## REQUEST
Take the entries below and reproduce them word for word.

[start]

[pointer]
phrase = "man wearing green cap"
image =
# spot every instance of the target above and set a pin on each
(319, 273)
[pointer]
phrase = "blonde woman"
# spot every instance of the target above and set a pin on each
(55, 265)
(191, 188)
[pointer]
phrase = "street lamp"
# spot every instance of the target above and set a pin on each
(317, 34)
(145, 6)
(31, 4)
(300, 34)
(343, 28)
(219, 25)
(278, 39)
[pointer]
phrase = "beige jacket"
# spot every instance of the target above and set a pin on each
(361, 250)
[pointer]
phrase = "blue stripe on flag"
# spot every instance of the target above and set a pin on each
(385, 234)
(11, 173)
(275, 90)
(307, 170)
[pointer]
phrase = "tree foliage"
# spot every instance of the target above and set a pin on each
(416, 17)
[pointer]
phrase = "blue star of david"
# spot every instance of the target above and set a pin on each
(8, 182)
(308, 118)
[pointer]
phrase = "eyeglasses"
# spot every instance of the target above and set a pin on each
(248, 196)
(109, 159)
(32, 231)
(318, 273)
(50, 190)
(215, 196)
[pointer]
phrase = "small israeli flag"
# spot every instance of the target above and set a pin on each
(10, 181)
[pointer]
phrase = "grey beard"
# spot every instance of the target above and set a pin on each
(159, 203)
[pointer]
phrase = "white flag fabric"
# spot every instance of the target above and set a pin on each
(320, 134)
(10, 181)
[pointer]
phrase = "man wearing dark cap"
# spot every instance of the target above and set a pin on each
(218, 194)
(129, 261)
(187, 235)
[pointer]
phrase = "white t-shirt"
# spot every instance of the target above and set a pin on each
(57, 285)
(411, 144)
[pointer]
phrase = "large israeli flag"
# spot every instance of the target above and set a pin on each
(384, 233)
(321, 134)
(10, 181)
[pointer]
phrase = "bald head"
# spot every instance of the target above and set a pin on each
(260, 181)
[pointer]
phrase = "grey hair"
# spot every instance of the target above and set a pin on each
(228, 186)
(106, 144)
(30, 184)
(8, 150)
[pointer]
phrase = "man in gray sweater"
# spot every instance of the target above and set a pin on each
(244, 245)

[end]

## THE RESULT
[pointer]
phrase = "man wearing green cap"
image =
# spot every instance of the target above and set a pin on each
(319, 273)
[pointer]
phrase = "blonde woman"
# spot every instance of the target above and set a pin on each
(55, 265)
(191, 188)
[pointer]
phrase = "street lamp"
# spot every instance of the target above and set a pin on each
(317, 34)
(145, 6)
(31, 4)
(300, 34)
(343, 28)
(219, 25)
(278, 39)
[pointer]
phrase = "beige jacket"
# spot every instance of the target above and set a pin on each
(361, 250)
[pointer]
phrase = "blue stripe on flag"
# spot every instance of the target above and set a pin on each
(385, 234)
(11, 173)
(275, 90)
(307, 170)
[pointer]
phrase = "tree foliage"
# spot every instance of the target above and set a pin on each
(416, 17)
[pointer]
phrase = "blue star of david"
# spot every instance of the target above and set a pin on each
(8, 182)
(308, 118)
[pointer]
phrase = "eyeglasses"
# spot every instance of the target above and set a pin on each
(248, 196)
(109, 159)
(32, 231)
(318, 273)
(50, 190)
(215, 196)
[pointer]
phrase = "small israeli flag"
# spot every instance of the target above and set a pin on each
(10, 181)
[pointer]
phrase = "grey beard"
# spot every instance of the target above and set a pin on each
(159, 203)
[pointer]
phrase = "white flag fabric"
# spot every instance of the target above and set a pin on each
(320, 134)
(10, 181)
[pointer]
phrase = "man wearing dark cap"
# spot every instance of the target above and set a pin on each
(218, 194)
(129, 261)
(187, 235)
[pointer]
phrase = "white t-shirt"
# spot every instance of the target above and set a pin on each
(57, 285)
(411, 144)
[pointer]
phrase = "large israeli flag"
# spot every instance of the target above and set a pin on each
(384, 233)
(321, 134)
(10, 181)
[pointer]
phrase = "bald head"
# spot every instance of the target above and set a pin on each
(260, 181)
[pointer]
phrase = "grey hair"
# spot every instance of the target above and set a pin on each
(228, 186)
(106, 144)
(30, 184)
(8, 150)
[pointer]
phrase = "man in gray sweater"
# spot every instance of the target above and set a pin on each
(244, 245)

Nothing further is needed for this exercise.